* Task prompt: For the entries below, state how many lines include the string "foliage", and write nothing besides that number.

Region pointing data
--- START ---
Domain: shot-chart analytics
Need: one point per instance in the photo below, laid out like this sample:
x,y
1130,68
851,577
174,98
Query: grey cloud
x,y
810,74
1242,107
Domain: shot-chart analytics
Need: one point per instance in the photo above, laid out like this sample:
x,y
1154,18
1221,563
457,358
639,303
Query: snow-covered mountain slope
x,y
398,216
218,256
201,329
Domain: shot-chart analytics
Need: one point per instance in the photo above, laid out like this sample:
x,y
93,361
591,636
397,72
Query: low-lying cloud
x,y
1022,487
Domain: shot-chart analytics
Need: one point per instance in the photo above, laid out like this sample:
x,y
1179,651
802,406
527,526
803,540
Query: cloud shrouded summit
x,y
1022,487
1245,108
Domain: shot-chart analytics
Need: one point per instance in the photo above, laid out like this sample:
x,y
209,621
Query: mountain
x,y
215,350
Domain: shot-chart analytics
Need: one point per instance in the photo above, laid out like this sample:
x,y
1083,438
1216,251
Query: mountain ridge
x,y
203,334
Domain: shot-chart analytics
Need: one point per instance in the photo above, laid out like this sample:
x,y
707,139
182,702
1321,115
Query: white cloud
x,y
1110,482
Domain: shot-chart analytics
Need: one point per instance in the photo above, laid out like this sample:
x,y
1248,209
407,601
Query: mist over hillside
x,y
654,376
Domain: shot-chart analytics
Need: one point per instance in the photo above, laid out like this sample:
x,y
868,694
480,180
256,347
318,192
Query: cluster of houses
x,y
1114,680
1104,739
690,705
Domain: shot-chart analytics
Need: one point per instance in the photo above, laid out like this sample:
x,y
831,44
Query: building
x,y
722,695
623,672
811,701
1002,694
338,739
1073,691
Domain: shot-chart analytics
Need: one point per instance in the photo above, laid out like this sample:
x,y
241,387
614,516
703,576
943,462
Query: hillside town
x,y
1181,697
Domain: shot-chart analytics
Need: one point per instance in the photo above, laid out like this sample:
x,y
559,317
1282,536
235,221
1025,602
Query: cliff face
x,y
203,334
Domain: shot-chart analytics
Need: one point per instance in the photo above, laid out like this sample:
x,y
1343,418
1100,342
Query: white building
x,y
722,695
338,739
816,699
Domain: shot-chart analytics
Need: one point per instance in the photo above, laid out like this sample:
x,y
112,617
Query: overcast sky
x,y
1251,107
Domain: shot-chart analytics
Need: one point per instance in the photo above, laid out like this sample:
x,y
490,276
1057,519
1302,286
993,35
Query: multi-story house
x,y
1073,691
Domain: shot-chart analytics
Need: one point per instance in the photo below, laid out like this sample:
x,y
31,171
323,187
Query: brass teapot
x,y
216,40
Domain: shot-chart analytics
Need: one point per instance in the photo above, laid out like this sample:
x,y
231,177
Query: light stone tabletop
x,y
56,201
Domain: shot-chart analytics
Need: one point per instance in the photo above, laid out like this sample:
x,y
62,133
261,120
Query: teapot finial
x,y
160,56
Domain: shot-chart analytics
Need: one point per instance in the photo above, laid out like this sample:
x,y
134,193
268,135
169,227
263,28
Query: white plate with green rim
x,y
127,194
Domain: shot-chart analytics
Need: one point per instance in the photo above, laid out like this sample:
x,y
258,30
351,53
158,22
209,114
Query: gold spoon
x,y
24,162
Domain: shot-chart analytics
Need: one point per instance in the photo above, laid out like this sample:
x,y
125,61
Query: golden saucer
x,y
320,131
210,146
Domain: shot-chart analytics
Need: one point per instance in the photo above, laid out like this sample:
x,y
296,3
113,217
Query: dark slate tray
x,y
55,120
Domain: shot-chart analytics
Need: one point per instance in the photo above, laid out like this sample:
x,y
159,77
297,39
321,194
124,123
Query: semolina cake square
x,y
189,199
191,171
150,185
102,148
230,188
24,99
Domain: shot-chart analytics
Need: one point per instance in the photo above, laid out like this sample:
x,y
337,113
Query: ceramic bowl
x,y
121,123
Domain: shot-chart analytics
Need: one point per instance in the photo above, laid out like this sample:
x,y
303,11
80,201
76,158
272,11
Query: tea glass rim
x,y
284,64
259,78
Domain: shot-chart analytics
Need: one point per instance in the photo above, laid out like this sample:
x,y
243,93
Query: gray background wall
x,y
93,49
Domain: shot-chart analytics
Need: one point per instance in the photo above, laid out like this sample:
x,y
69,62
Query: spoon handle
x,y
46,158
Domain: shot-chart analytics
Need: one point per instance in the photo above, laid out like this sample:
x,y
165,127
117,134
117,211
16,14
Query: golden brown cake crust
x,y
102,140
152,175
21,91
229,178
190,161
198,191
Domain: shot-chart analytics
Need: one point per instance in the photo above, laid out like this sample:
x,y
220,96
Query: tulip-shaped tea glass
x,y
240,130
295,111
--- END ---
--- START ---
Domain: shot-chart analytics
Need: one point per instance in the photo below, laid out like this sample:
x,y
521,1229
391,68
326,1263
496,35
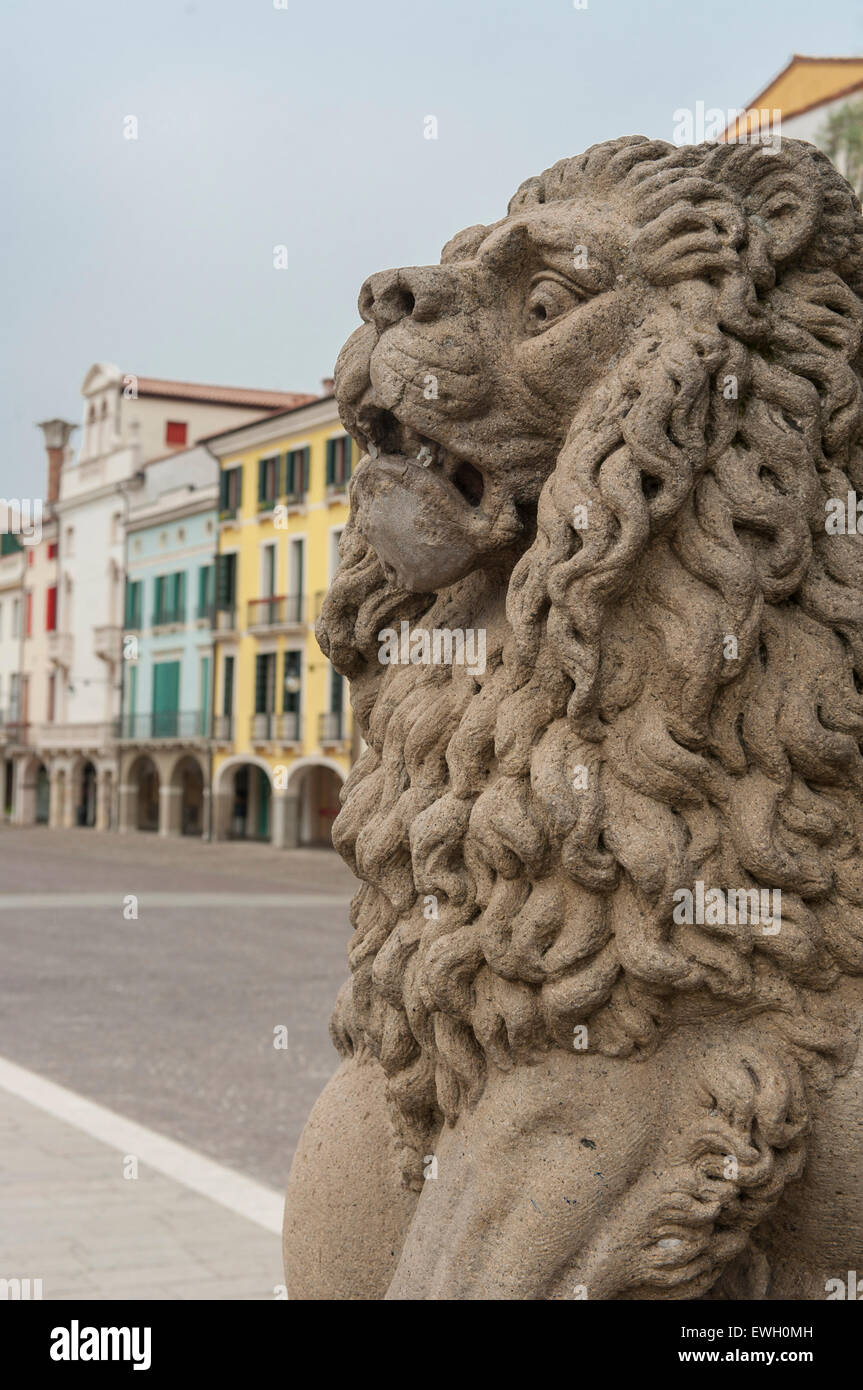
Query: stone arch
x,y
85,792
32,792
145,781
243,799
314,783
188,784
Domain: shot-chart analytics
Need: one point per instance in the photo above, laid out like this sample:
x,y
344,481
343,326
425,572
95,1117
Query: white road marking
--- END ---
--- START ---
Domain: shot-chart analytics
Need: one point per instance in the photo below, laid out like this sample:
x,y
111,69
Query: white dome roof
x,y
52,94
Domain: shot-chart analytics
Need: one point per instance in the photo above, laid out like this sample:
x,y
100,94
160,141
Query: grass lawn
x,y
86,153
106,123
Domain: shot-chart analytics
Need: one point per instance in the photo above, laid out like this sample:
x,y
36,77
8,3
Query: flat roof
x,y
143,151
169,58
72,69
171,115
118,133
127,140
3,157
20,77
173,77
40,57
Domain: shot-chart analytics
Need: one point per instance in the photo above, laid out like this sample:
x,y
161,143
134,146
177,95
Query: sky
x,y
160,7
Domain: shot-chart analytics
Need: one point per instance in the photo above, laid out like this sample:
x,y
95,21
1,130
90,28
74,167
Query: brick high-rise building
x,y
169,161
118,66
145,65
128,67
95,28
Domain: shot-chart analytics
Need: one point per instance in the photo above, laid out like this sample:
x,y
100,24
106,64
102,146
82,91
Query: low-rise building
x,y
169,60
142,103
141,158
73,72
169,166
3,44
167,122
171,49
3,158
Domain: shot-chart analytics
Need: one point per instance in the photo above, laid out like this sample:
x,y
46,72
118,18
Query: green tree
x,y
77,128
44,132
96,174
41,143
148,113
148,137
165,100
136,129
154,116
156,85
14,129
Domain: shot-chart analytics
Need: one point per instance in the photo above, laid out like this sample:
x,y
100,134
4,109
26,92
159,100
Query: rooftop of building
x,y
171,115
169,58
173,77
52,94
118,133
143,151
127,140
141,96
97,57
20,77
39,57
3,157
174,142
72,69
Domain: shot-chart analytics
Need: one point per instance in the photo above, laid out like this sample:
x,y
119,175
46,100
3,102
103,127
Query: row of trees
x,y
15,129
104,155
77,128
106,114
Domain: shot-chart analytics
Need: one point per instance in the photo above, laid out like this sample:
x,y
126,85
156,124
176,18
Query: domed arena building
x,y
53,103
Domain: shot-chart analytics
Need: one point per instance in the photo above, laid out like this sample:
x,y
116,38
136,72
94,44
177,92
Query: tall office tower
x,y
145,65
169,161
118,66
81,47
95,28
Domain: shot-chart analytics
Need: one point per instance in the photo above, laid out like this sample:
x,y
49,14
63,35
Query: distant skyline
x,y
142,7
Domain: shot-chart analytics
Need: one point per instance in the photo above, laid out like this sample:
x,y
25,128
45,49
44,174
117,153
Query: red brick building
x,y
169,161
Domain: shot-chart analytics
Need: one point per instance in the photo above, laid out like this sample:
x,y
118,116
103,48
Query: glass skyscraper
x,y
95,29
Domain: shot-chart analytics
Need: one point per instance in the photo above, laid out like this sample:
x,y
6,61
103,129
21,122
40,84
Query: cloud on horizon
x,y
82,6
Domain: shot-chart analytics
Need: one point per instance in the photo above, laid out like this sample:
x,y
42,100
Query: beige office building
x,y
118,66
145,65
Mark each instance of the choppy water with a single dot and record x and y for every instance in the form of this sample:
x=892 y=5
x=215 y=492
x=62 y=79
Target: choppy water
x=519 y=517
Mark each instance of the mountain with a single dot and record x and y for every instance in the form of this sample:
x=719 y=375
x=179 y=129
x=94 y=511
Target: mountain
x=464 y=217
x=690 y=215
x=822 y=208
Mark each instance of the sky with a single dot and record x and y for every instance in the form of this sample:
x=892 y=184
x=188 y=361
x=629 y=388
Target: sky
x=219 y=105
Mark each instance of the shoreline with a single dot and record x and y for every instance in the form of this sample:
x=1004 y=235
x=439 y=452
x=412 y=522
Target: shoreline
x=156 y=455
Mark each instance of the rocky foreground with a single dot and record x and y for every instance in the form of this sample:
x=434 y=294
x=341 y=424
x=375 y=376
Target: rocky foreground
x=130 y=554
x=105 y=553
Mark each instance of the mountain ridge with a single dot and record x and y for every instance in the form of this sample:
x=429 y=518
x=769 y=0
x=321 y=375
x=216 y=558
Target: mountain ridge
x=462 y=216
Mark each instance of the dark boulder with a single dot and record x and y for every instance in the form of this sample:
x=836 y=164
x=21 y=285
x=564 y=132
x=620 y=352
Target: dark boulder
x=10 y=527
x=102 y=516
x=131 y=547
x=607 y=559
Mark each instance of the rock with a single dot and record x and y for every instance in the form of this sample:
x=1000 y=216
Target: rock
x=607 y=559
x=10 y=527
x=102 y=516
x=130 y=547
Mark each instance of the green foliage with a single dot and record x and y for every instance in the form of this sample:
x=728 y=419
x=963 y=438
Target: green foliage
--- END ---
* Answer space: 2